_Work order_. The response must consist of every line of the listing, reproduced verbatim.

-- -- --

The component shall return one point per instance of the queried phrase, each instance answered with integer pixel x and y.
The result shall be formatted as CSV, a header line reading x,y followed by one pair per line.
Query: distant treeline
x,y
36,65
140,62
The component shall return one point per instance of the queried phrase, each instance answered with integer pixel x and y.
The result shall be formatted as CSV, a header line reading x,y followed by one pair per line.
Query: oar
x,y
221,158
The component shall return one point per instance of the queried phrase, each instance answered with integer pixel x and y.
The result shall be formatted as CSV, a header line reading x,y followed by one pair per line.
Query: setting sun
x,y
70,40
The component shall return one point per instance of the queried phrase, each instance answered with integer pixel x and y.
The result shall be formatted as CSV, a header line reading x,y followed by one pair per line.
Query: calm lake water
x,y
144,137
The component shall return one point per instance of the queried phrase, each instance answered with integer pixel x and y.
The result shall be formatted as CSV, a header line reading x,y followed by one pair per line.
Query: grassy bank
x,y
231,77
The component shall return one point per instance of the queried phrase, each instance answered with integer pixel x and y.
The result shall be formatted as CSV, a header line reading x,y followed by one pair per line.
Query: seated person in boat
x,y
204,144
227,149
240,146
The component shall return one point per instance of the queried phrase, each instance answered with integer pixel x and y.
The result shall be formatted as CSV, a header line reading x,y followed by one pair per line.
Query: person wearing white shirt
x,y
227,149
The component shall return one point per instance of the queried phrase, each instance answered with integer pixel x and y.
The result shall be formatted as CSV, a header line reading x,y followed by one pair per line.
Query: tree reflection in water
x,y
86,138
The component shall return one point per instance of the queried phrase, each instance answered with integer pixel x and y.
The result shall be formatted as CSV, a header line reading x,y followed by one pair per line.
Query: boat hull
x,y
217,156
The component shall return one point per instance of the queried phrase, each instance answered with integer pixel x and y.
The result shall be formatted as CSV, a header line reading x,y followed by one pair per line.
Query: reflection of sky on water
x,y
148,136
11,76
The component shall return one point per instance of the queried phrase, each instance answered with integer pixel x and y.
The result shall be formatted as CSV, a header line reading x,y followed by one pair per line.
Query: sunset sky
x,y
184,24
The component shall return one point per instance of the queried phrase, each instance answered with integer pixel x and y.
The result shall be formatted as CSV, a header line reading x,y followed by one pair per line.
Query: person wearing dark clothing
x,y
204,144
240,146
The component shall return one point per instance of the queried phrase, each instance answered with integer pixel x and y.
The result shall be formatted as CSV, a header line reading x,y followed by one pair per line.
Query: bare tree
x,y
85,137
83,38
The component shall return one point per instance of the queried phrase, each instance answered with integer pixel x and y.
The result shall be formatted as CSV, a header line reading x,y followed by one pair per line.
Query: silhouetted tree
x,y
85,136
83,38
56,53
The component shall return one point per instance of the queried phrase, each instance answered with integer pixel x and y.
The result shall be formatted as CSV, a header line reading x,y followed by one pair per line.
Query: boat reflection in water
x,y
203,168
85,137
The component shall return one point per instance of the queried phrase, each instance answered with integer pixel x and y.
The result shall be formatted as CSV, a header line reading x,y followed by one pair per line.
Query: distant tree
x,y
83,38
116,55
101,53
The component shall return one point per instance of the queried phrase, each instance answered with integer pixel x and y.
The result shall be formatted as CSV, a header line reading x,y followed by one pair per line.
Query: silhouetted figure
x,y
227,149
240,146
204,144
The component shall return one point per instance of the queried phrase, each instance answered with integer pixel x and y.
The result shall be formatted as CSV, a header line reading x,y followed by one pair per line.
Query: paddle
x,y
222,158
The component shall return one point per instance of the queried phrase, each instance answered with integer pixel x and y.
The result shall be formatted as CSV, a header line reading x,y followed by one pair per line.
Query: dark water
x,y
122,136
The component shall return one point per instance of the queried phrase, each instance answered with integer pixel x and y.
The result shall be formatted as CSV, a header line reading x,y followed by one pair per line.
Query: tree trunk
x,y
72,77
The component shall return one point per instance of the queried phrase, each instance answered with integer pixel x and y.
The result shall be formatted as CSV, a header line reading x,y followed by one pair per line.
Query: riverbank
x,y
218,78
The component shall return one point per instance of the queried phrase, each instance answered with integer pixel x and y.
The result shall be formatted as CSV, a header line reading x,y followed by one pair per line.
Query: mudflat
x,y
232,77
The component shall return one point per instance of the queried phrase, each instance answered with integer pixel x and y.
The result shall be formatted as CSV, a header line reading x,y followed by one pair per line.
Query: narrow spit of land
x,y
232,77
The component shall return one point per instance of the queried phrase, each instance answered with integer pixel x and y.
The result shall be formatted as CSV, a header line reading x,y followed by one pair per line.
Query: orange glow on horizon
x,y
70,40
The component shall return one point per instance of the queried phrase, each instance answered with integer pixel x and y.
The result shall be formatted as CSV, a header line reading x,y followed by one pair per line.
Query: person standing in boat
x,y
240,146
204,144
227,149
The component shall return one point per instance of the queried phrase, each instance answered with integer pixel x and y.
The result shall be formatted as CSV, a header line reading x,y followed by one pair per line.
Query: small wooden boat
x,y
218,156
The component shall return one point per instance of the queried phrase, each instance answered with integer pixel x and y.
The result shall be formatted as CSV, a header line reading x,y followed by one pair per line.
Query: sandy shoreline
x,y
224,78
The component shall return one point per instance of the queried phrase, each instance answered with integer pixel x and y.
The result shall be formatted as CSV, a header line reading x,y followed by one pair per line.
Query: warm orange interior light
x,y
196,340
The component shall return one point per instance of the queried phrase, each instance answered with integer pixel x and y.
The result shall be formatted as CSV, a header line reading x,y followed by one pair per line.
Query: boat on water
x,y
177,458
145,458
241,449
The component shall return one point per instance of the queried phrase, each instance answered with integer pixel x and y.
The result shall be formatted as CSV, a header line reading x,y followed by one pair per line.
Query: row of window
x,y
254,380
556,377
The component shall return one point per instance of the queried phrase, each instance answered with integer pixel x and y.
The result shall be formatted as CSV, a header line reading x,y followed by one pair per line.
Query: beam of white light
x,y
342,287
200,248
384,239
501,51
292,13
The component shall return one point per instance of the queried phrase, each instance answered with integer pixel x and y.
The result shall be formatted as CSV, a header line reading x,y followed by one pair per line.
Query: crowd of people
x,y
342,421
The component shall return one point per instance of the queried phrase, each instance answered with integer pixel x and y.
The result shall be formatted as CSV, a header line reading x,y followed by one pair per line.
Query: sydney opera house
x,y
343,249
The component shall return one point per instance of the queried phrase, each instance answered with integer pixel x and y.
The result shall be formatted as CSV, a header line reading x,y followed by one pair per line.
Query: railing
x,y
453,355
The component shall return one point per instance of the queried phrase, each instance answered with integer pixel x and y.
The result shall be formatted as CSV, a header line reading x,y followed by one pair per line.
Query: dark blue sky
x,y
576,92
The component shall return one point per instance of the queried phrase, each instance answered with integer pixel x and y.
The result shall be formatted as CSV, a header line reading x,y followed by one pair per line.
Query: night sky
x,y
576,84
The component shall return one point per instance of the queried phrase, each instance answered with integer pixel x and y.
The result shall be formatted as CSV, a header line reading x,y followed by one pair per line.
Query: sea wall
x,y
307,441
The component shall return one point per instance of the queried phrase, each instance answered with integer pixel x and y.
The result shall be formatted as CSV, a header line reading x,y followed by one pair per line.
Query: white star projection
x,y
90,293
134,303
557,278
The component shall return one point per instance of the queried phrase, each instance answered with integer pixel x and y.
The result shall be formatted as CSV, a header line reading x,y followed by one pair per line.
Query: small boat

-- -- --

_Answer to the problem_.
The component shall return one point per instance of the queried phrase, each instance answered with integer pixel x and y.
The result shall be formatted as CSV, a header line reading x,y followed by one pair per line.
Query: distant treeline
x,y
36,65
140,62
The component shall return one point per instance of the queried phrase, each instance answered with integer pixel x and y.
The result shall be formatted as CSV, a header line reading x,y followed by one pair per line.
Query: oar
x,y
221,158
The component shall return one point per instance of the queried phrase, each instance answered with integer pixel x and y.
The result shall be formatted as CSV, a header line reading x,y followed by one pair per line.
Query: setting sun
x,y
70,40
The component shall return one point per instance of the queried phrase, each instance answered with integer pixel x and y.
The result shall be formatted as CSV, a header line reading x,y followed by one pair per line.
Query: calm lake water
x,y
144,137
The component shall return one point per instance of the queried phrase, each instance answered with integer pixel x and y.
The result shall be formatted as CSV, a header line reading x,y followed by one pair per line.
Query: grassy bank
x,y
231,77
The component shall return one point per instance of the queried phrase, each instance answered with integer pixel x and y.
The result shall be formatted as CSV, a header line reading x,y followed by one pair per line.
Query: seated person in boat
x,y
204,144
227,149
240,146
The component shall return one point per instance of the queried phrase, each instance answered with integer pixel x and y.
The result shall be formatted as CSV, a header line reading x,y followed by one pair per line.
Query: person wearing white shirt
x,y
227,149
The component shall return one point per instance of the queried phrase, each instance answered with integer pixel x and y.
The result shall be formatted as CSV, a header line reading x,y followed by one pair per line.
Query: tree reflection in water
x,y
86,138
The component shall return one point per instance of the queried phrase, each instance answered with integer pixel x and y.
The result shall be formatted as CSV, a header line reading x,y followed by one pair per line.
Query: boat hull
x,y
217,156
The component shall return one point per instance of the queried phrase, each instance answered with integer pixel x and y.
The result shall be formatted as CSV, a header line reading x,y followed by one pair per line.
Query: reflection of sky on water
x,y
148,136
11,76
The component shall return one point per instance of the queried phrase, each instance answered with integer pixel x and y.
The result shall be formatted as CSV, a header line reading x,y followed by one pair per line.
Query: sunset sky
x,y
184,24
The component shall return one point per instance of the queried phrase, each instance answered with integer pixel x and y.
The result shall be formatted as CSV, a header line reading x,y followed by one pair per line.
Query: person wearing dark clothing
x,y
204,144
240,146
The component shall return one point per instance of the queried phrase, each instance answered with integer pixel x and y.
The result shall be formatted as CSV, a header line reading x,y followed by one pair per line.
Query: bare tree
x,y
85,137
83,38
The component shall return one point per instance of the queried phrase, each instance answered with integer pixel x and y.
The result shall be formatted as CSV, a header line reading x,y followed by one pair per line.
Query: silhouetted tree
x,y
85,136
83,38
56,53
The component shall return one point per instance of the queried phrase, each instance answered with integer pixel x and y.
The result shall be formatted as CSV, a header line reading x,y followed by one pair per line.
Query: boat reflection in water
x,y
203,168
85,137
The component shall return one point per instance of the queried phrase, each instance answered with integer pixel x and y.
The result shall be formatted as CSV, a header line reading x,y followed by one pair per line.
Query: distant tree
x,y
83,38
116,55
101,53
The component shall return one point per instance of the queried phrase, each instance answered with integer pixel x and y.
The result shall be formatted as CSV, a header line reading x,y followed by one pair per line.
Query: silhouetted figure
x,y
227,149
240,146
204,144
The component shall return one point per instance of the queried phrase, each instance answered with integer pixel x and y.
The result shall be formatted as CSV, a header line reading x,y followed by one pair per line.
Query: paddle
x,y
222,158
The component shall return one point per instance of the queried phrase, each instance answered with integer pixel x and y.
The result shall be formatted as CSV, a header line reading x,y followed by one pair per line.
Query: dark water
x,y
122,136
The component shall return one point per instance of the queried phrase, each instance answered with integer pixel x and y.
The result shall be formatted as CSV, a header line reading x,y followed by one pair per line.
Query: tree trunk
x,y
72,77
The component shall return one point per instance of the queried phrase, each instance answered with integer pixel x and y.
The result shall be formatted as CSV, a header line reading x,y followed by one pair per line.
Query: riverbank
x,y
218,78
The component shall return one point per instance of the queried phrase, each instance answered with integer pixel x and y.
The result shall be formatted as CSV, a header line reading x,y followed by one pair per line.
Query: mudflat
x,y
232,77
The component shall return one point per instance of the queried phrase, each instance answered with integer pixel x and y.
The result shall be formatted as CSV, a header line reading x,y followed by one pair per line.
Query: narrow spit of land
x,y
232,77
The component shall return one point per instance of the queried phrase, each instance answered with integer pixel x and y.
The result shall be formatted as CSV, a header line reading x,y followed by one pair per line.
Query: orange glow on horizon
x,y
70,40
The component shall return one point per instance of the queried phrase, each instance answered with integer pixel x and y.
The result shall be formatted as CSV, a header line reading x,y followed by one pair per line.
Query: person standing in boat
x,y
240,146
204,144
227,149
The component shall return one point per instance of the queried phrase, each instance answered with integer pixel x and y.
The result shall be formatted as CSV, a header line reading x,y followed by one pair per line.
Query: small wooden boat
x,y
218,156
The component shall return one point per instance of the queried phrase, each instance answered with integer pixel x and y.
The result shall be formatted as CSV, a header line reading x,y followed by one pair per line.
Query: sandy shoreline
x,y
224,78
The component shall return one point per instance of the queried phrase, each instance answered with integer pixel x and y.
The result shall be formatted as CSV, a header line reading x,y followed by one pair per line.
Query: warm orange interior light
x,y
196,340
The component shall return one point per instance of the queried phrase, each instance answered with integer pixel x and y.
The result shall be formatted as CSV, a header line reading x,y followed by one pair per line.
Query: boat on water
x,y
177,458
145,458
241,449
The component shall return one point per instance of the queried phrase, each instance answered with integer pixel x and y.
The result shall be formatted as CSV, a header line reading x,y followed by one pair per line.
Query: row of window
x,y
254,380
556,377
The component shall return one point per instance of the queried phrase, each instance answered with integer pixel x and y.
The result shall be formatted as CSV, a header line reading x,y followed by one pair per line.
Query: beam of white light
x,y
342,287
200,248
384,239
501,51
292,13
The component shall return one point per instance of the queried phrase, each instance answered with integer pixel x and y.
The result shall be formatted as CSV, a header line reading x,y followed by one pair per line.
Query: crowd of people
x,y
342,421
The component shall return one point per instance of the queried phrase, each instance answered with integer pixel x and y.
The result shall be formatted as CSV, a header line reading x,y followed by one pair per line.
Query: sydney opera house
x,y
343,249
The component shall return one point per instance of the queried phrase, each instance answered with integer pixel x and y.
The result shall be formatted as CSV, a header line reading x,y followed by one pair per line.
Query: railing
x,y
453,355
The component shall return one point per instance of the queried phrase, each instance answered with integer pixel x and y.
The result shall be formatted as CSV, a header line reading x,y followed by one pair per line.
Query: dark blue sky
x,y
576,92
The component shall return one point per instance of the queried phrase, each instance answered with integer pixel x and y.
The result shall be formatted as CSV, a header line reading x,y followed by one pair per line.
Query: night sky
x,y
576,84
The component shall return one point per instance of the queried phrase, each instance answered with integer pixel x and y.
The result shall be formatted as CSV, a header line reading x,y followed by one pair per line.
Query: sea wall
x,y
307,441
The component shall return one point per instance of the queried phrase, each instance answered with integer pixel x and y.
The result shall be formatted as CSV, a header line reading x,y followed by one pair per line.
Query: white star projection
x,y
90,293
134,303
557,278
The component shall return one point per instance of the queried phrase, each instance answered with integer pixel x and y.
The result shall be formatted as CSV, a header line reading x,y followed by one pair per line.
Query: small boat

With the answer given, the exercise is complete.